_WORK ITEM_
Wherever a line in the data below holds "wooden", copy that line.

(Referring expression data)
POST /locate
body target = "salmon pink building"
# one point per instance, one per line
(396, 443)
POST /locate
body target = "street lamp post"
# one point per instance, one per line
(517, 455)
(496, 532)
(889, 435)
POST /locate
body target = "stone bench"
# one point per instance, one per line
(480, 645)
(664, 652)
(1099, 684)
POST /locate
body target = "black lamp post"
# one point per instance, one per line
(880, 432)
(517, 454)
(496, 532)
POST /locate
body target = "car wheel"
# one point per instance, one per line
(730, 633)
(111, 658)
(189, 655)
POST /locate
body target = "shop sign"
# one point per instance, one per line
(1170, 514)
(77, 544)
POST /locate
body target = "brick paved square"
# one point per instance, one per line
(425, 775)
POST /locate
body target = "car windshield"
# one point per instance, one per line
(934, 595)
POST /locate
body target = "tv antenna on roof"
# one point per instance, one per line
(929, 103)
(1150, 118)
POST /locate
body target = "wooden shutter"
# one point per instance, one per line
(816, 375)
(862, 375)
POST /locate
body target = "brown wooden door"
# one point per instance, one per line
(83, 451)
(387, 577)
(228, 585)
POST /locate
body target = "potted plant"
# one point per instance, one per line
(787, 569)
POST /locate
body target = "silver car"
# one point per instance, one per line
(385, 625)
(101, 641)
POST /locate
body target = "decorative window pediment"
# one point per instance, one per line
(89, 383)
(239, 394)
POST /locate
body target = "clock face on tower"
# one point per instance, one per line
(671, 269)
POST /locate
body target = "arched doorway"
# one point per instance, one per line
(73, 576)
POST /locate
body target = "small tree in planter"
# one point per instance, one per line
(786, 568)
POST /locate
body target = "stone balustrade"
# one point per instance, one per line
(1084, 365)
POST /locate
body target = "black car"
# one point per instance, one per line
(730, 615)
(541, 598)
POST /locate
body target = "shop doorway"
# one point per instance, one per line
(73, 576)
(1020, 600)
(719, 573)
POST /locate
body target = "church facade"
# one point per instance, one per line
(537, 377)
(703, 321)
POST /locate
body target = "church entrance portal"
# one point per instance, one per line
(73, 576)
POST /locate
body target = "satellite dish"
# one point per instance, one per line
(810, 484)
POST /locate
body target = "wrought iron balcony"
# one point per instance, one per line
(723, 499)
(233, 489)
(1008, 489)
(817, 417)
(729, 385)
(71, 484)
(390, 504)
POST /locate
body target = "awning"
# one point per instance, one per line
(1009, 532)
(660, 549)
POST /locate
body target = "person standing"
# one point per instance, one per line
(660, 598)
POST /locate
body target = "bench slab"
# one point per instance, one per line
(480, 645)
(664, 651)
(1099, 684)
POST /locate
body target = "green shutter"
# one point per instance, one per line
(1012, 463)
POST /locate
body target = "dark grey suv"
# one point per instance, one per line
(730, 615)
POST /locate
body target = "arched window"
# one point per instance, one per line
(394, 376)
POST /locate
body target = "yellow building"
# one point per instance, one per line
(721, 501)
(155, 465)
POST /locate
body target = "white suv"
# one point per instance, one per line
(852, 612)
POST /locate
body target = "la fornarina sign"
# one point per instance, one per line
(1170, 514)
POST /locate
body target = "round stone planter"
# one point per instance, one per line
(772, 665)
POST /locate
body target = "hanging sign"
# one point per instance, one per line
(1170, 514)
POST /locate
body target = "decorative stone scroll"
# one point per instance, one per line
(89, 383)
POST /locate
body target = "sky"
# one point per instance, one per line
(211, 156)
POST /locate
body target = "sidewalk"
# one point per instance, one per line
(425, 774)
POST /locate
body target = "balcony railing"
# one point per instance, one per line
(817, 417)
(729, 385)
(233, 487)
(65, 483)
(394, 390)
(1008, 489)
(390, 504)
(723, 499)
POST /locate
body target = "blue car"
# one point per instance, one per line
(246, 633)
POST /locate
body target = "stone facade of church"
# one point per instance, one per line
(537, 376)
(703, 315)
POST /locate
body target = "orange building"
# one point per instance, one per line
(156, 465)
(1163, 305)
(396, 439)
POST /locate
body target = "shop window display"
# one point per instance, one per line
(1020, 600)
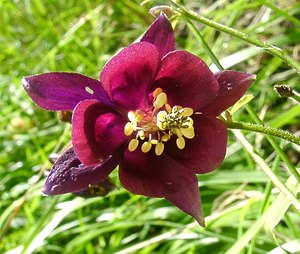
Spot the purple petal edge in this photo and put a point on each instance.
(68, 174)
(63, 90)
(233, 85)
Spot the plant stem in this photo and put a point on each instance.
(238, 34)
(264, 129)
(274, 144)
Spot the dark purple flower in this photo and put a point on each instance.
(153, 112)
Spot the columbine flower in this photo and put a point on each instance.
(153, 112)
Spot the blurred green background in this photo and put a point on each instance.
(245, 212)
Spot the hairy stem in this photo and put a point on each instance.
(240, 35)
(264, 129)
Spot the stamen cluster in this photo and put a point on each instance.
(158, 127)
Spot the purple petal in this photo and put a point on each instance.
(68, 174)
(206, 150)
(97, 131)
(63, 91)
(161, 34)
(160, 176)
(187, 80)
(128, 75)
(233, 85)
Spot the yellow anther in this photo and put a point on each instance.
(178, 132)
(154, 141)
(141, 134)
(180, 142)
(188, 132)
(168, 107)
(138, 117)
(128, 129)
(187, 111)
(161, 115)
(160, 120)
(156, 92)
(160, 101)
(165, 138)
(133, 144)
(131, 116)
(146, 147)
(159, 148)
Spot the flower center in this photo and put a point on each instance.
(157, 126)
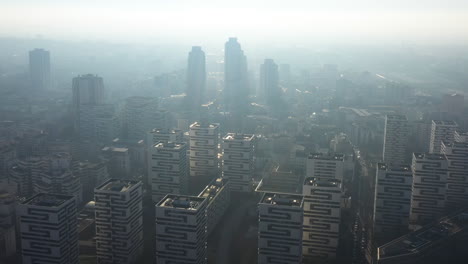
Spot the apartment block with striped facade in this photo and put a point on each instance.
(181, 230)
(429, 187)
(325, 166)
(204, 139)
(441, 131)
(392, 200)
(119, 221)
(48, 229)
(238, 161)
(457, 178)
(167, 169)
(218, 197)
(280, 219)
(322, 216)
(395, 139)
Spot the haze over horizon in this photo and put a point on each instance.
(336, 21)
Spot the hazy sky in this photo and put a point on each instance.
(355, 21)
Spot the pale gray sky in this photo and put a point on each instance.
(373, 21)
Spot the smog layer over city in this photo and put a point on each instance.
(233, 132)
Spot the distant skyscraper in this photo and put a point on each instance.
(204, 138)
(180, 230)
(163, 134)
(88, 90)
(325, 166)
(238, 161)
(95, 121)
(196, 78)
(441, 131)
(48, 229)
(141, 115)
(39, 69)
(119, 221)
(392, 201)
(322, 216)
(269, 82)
(280, 219)
(218, 198)
(395, 139)
(429, 187)
(457, 178)
(167, 169)
(235, 77)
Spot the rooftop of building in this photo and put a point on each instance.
(165, 131)
(311, 181)
(238, 136)
(444, 122)
(212, 189)
(181, 202)
(118, 185)
(115, 149)
(429, 156)
(396, 117)
(426, 237)
(48, 200)
(170, 145)
(327, 156)
(204, 125)
(282, 199)
(396, 168)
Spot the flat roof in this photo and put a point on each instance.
(444, 122)
(204, 125)
(48, 200)
(169, 144)
(117, 185)
(164, 131)
(422, 239)
(397, 117)
(238, 136)
(429, 156)
(327, 156)
(282, 199)
(321, 182)
(396, 168)
(183, 202)
(212, 189)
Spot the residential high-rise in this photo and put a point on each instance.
(39, 69)
(392, 201)
(163, 134)
(218, 198)
(457, 178)
(461, 136)
(235, 77)
(94, 120)
(119, 221)
(196, 78)
(280, 219)
(238, 161)
(87, 89)
(325, 166)
(322, 216)
(204, 138)
(269, 82)
(141, 115)
(395, 139)
(429, 187)
(167, 169)
(441, 131)
(48, 229)
(55, 175)
(181, 230)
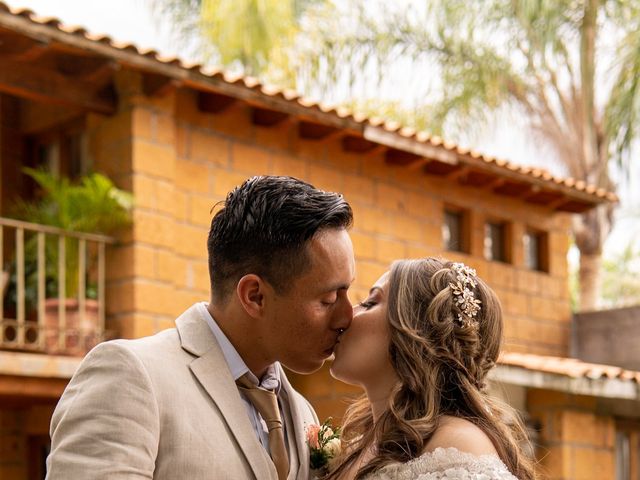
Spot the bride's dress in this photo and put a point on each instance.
(446, 464)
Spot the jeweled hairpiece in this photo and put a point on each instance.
(464, 297)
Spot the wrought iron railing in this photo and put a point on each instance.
(42, 267)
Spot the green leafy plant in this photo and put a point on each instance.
(93, 204)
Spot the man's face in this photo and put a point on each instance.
(305, 321)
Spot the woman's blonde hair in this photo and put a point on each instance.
(442, 356)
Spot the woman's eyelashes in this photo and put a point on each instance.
(367, 304)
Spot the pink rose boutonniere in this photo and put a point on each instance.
(324, 445)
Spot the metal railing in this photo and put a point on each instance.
(36, 258)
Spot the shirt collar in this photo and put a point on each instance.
(270, 380)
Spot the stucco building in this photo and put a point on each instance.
(180, 137)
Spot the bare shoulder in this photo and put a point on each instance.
(463, 435)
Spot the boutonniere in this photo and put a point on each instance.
(324, 445)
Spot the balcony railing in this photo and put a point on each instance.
(42, 267)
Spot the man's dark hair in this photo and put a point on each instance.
(263, 228)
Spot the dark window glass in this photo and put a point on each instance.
(452, 231)
(532, 244)
(495, 242)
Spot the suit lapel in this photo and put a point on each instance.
(211, 370)
(298, 423)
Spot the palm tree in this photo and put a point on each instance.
(250, 36)
(572, 67)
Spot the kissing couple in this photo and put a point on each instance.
(209, 399)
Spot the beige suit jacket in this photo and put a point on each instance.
(166, 407)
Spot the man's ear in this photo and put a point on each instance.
(251, 293)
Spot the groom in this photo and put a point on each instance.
(186, 402)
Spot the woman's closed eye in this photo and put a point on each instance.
(367, 304)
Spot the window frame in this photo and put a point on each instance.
(507, 237)
(465, 228)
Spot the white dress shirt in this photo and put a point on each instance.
(270, 380)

_OUTPUT_
body target = "wooden shutter"
body target = "brown wooden door"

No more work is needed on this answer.